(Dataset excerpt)
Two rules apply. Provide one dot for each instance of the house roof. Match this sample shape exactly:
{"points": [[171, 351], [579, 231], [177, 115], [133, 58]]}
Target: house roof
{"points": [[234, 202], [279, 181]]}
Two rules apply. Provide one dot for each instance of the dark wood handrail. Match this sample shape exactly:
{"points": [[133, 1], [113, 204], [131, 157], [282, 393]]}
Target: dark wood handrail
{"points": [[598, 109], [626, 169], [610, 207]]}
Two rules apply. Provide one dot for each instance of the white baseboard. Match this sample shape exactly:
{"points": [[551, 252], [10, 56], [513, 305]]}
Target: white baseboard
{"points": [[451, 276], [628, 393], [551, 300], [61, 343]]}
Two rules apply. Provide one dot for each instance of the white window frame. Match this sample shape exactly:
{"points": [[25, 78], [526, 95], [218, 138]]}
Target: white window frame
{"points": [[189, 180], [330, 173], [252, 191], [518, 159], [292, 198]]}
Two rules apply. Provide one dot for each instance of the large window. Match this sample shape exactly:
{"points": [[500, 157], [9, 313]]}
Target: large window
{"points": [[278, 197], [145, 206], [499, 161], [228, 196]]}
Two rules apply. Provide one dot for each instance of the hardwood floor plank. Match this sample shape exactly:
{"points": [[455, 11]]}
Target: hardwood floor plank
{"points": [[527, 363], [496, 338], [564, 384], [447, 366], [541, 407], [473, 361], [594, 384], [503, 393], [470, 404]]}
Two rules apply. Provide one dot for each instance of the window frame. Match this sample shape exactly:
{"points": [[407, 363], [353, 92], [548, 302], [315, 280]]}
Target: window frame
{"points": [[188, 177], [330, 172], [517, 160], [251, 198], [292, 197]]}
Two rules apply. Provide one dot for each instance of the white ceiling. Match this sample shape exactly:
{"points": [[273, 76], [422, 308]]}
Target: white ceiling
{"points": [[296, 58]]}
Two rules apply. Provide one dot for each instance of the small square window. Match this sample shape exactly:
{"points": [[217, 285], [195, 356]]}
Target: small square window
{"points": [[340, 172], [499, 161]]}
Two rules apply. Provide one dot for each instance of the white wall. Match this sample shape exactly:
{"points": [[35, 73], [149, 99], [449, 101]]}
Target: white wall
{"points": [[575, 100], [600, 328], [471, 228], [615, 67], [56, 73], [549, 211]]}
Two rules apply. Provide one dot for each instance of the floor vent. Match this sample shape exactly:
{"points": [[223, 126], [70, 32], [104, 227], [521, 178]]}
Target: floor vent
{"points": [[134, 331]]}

Problem: Copy all of the material above line for line, changing nothing.

Solution to the problem:
Two rules apply. Provide one dot for each instance of the house roof. Match this sample shape exactly:
{"points": [[171, 351], [579, 231], [177, 115], [133, 58]]}
Target: house roof
{"points": [[234, 202], [279, 181]]}
Two rules apply. Provide one dot for each instance of the dark wood handrail. Match this sample shape exactly:
{"points": [[133, 1], [113, 204], [131, 157], [282, 393]]}
Target: dark wood handrail
{"points": [[598, 109], [626, 169], [610, 207]]}
Two rules apply. Provide one dot for each instance of the white baseboard. Match this sample shape exactly:
{"points": [[551, 252], [10, 56], [513, 305]]}
Target: white baseboard
{"points": [[451, 276], [628, 393], [551, 300], [61, 343]]}
Two rules apply. Provide one dot for each instance of the white window frame. Match this sample shape exactly:
{"points": [[25, 78], [526, 95], [218, 138]]}
Target: white window frame
{"points": [[189, 180], [330, 173], [252, 191], [518, 159], [292, 198]]}
Two rules apply. Provide one dot for each instance of the large window. Match this sample shape exactly:
{"points": [[500, 157], [9, 313]]}
Target: large window
{"points": [[278, 197], [145, 206], [499, 161], [228, 196]]}
Two rules apply. Provide one dot for each instance of the hardwood floor plank. Match this sample shape exactly:
{"points": [[455, 11]]}
Target: hardwood floor plank
{"points": [[527, 363], [496, 338], [564, 384], [447, 366], [541, 407], [473, 361], [594, 384], [503, 393], [470, 404]]}
Two rules apply. Provide one dot for each instance of the window frame. Match this sample shape exactly:
{"points": [[407, 363], [353, 92], [548, 302], [315, 280]]}
Target: window frame
{"points": [[188, 177], [330, 172], [517, 160], [251, 198], [292, 197]]}
Two rules apply. Provide one dot for each instance of the white ceiling. Match this sample shape exactly:
{"points": [[273, 76], [422, 308]]}
Target: white ceiling
{"points": [[296, 58]]}
Two rules apply. Provide one dot for each instance of the small square window. Match this sample shape exactly:
{"points": [[217, 285], [195, 356]]}
Target: small square window
{"points": [[340, 172], [499, 161]]}
Two rules apply. Provide one dot for each instance of the white wall. Match this sample shape exactly:
{"points": [[35, 73], [149, 99], [449, 101]]}
Target: white wall
{"points": [[575, 100], [600, 328], [471, 228], [615, 67], [56, 73], [549, 211]]}
Two rules apply. Provide one dot for each instance of the floor vent. Match this sample shape exactly:
{"points": [[223, 126], [70, 32], [104, 227], [521, 178]]}
Target: floor vent
{"points": [[134, 331]]}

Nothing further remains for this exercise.